* About this task
Copy word for word, please, the lines of the entries below running from the one containing "in [112, 185]." to the one containing "Query: dark trousers", both ends included.

* Extracted data
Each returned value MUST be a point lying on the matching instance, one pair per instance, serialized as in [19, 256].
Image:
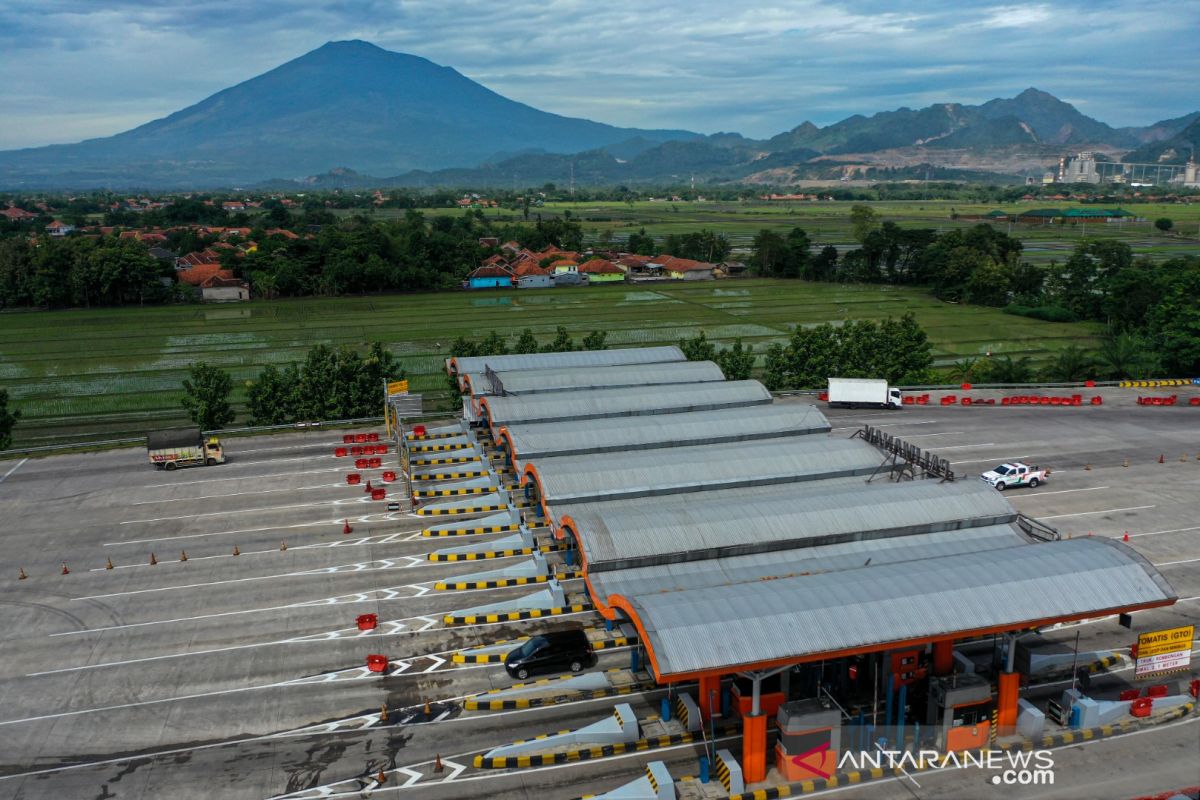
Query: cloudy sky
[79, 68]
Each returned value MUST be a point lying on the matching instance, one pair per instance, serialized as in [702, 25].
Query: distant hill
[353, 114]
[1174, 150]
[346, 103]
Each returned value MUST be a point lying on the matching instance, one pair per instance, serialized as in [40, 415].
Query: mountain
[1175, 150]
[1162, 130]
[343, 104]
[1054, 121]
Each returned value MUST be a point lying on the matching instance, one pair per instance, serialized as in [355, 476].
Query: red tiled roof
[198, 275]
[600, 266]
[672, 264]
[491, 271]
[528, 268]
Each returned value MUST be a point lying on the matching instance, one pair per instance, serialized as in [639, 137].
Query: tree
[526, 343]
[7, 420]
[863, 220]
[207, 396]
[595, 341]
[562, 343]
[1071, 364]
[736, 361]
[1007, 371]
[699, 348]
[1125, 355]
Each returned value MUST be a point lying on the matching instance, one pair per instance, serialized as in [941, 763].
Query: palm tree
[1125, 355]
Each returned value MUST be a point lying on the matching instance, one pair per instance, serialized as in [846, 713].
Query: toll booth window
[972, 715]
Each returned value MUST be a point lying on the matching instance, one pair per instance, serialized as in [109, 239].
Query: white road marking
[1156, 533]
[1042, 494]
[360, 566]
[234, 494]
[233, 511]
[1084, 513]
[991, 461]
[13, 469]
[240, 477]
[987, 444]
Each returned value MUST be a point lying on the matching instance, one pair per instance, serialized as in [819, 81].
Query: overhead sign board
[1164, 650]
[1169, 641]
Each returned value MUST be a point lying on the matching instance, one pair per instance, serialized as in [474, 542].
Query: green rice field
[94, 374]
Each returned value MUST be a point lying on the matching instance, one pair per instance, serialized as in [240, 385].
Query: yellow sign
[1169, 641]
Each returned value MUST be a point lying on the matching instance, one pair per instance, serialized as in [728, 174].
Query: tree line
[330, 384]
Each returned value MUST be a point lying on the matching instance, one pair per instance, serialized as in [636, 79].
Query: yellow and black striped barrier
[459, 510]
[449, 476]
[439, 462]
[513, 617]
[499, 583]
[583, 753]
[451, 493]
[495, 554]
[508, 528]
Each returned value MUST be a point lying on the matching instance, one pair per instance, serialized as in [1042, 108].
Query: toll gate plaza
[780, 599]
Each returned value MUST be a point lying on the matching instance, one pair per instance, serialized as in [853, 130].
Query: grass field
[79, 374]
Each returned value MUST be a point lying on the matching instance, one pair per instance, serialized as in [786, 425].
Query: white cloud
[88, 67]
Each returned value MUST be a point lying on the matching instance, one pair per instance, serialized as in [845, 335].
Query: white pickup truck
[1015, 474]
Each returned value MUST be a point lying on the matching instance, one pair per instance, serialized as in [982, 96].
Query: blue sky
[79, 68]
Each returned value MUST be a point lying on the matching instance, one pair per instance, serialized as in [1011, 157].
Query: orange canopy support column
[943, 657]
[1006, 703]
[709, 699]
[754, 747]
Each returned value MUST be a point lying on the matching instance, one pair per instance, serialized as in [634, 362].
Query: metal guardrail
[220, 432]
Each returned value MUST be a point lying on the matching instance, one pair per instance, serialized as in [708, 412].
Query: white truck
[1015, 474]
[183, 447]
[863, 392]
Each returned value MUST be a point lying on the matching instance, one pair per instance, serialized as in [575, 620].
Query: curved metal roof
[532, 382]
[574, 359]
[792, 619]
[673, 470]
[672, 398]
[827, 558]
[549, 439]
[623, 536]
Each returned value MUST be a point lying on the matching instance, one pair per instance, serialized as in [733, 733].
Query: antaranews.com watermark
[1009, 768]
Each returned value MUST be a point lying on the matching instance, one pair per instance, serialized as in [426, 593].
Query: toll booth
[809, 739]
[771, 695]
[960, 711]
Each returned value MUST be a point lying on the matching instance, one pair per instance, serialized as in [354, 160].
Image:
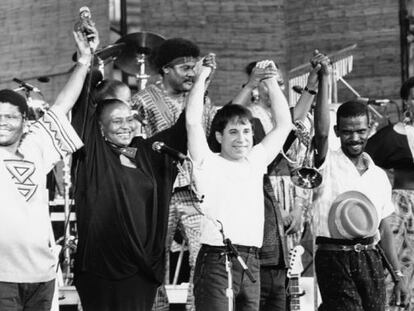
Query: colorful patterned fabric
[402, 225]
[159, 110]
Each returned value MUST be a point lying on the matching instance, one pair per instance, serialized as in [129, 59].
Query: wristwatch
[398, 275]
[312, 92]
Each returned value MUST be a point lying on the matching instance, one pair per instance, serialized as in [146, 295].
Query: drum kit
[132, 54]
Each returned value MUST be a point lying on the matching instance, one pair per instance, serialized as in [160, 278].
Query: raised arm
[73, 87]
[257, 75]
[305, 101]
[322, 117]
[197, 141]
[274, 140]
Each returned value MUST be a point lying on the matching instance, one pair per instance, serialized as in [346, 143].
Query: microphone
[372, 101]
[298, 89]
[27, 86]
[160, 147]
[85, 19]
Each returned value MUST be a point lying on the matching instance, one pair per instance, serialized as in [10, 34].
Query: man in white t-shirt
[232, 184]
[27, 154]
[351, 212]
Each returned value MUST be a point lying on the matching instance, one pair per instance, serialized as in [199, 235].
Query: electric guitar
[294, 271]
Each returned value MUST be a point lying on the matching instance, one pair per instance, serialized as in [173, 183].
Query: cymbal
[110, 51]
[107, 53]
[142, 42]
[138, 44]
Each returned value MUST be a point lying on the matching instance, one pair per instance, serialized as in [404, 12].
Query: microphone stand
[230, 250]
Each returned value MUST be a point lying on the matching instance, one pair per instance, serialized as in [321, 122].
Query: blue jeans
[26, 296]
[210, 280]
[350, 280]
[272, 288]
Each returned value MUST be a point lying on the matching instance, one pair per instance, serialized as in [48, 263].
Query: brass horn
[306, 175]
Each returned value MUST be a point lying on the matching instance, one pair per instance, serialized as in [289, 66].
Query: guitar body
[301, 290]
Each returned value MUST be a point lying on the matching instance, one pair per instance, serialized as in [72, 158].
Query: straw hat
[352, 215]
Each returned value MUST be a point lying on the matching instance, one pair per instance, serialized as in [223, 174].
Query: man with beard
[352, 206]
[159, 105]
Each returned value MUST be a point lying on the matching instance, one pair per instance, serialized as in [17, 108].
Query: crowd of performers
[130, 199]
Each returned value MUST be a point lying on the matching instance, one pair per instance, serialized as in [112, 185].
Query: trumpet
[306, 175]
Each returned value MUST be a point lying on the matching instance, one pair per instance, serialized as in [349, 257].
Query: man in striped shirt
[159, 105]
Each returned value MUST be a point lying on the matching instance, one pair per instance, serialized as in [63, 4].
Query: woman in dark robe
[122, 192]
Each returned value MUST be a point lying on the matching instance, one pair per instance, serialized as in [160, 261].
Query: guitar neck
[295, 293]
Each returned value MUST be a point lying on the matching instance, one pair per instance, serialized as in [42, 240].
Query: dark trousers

---

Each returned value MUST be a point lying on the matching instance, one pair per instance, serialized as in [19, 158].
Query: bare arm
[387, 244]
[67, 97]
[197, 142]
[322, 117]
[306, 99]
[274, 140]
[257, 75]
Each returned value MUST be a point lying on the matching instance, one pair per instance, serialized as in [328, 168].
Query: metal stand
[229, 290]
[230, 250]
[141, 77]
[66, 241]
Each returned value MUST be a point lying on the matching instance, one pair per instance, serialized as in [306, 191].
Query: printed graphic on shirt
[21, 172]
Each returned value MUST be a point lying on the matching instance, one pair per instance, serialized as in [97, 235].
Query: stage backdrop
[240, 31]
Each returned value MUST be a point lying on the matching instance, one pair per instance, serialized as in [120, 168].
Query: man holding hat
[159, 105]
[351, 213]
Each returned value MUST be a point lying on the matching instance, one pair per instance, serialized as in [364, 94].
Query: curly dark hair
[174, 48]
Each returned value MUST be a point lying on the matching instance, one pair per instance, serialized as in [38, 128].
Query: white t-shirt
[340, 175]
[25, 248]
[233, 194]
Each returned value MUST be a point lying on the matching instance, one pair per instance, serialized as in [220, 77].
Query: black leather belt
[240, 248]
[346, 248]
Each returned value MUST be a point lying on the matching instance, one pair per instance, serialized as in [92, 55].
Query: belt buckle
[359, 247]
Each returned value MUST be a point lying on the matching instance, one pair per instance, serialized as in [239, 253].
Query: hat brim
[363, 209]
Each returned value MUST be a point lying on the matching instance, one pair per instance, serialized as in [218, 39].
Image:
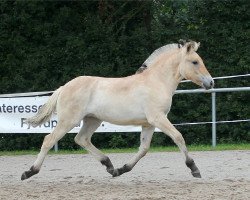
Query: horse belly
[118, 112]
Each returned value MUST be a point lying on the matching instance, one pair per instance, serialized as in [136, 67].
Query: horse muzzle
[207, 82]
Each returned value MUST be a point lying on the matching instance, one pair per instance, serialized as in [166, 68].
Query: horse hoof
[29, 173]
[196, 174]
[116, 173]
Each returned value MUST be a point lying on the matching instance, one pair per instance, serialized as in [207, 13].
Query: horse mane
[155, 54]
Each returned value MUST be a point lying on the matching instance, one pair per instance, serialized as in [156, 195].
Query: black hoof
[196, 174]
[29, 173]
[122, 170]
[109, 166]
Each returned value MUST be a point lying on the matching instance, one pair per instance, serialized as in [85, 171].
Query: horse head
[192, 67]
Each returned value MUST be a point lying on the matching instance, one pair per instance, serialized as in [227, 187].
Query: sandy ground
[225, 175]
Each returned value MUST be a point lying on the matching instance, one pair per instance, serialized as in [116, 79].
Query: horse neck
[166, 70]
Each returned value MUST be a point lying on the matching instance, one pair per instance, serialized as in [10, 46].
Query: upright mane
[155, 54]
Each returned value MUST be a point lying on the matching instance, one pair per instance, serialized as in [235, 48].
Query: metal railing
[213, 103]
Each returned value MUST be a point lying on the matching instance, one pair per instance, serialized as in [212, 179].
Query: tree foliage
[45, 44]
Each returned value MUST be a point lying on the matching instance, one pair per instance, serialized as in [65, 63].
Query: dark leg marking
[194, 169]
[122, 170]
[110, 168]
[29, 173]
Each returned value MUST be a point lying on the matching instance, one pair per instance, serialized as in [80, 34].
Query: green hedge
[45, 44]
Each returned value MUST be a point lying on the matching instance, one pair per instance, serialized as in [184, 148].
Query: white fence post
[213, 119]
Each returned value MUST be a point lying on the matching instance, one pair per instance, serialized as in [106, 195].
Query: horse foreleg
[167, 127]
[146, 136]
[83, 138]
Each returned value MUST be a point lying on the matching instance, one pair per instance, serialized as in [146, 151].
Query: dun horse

--

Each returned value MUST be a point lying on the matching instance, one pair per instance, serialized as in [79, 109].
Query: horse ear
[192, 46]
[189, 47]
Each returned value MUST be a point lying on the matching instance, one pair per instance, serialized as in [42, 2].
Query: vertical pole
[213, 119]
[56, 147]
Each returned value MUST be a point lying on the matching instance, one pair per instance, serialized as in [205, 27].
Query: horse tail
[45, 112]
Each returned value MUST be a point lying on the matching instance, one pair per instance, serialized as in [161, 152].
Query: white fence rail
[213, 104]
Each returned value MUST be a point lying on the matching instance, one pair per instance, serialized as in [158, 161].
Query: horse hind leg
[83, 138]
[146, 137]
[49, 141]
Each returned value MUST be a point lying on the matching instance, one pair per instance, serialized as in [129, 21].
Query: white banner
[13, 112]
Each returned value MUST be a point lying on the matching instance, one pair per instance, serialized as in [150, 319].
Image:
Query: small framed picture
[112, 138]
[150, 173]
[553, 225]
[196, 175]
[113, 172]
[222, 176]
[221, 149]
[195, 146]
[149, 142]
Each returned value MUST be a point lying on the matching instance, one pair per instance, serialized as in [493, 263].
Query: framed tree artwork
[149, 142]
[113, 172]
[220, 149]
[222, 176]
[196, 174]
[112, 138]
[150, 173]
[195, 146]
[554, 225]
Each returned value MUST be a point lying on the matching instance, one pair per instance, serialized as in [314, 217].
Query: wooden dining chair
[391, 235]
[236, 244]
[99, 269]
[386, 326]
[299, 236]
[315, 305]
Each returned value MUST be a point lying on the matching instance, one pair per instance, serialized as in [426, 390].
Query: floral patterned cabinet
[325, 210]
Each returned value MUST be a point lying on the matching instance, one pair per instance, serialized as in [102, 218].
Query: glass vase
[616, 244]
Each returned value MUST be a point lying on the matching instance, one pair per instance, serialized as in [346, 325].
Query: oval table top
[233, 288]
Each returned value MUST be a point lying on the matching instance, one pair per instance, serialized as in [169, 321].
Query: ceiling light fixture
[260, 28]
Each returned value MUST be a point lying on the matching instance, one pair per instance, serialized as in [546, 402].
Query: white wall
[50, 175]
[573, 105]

* Solution to the exercise
Each returned value MUST be a point lying on the matching instance, one pair per instance, serialized as in [112, 185].
Query: trumpet
[306, 175]
Each returned value MUST be a point lying on the matching instance, one pair per instance, serialized as in [349, 257].
Query: man in striped shirt
[159, 105]
Each returned value MUST be a point lying on the matching instance, one pair per instance, serialized as in [63, 4].
Query: woman in dark robe
[122, 192]
Each returned value MUST be a point lying on the matching instance, one pair per instance, serialized as in [160, 261].
Query: guitar neck
[295, 293]
Each returned value MUST be a point lying on the matching instance, one pair per instance, serialized as in [42, 240].
Query: dark trousers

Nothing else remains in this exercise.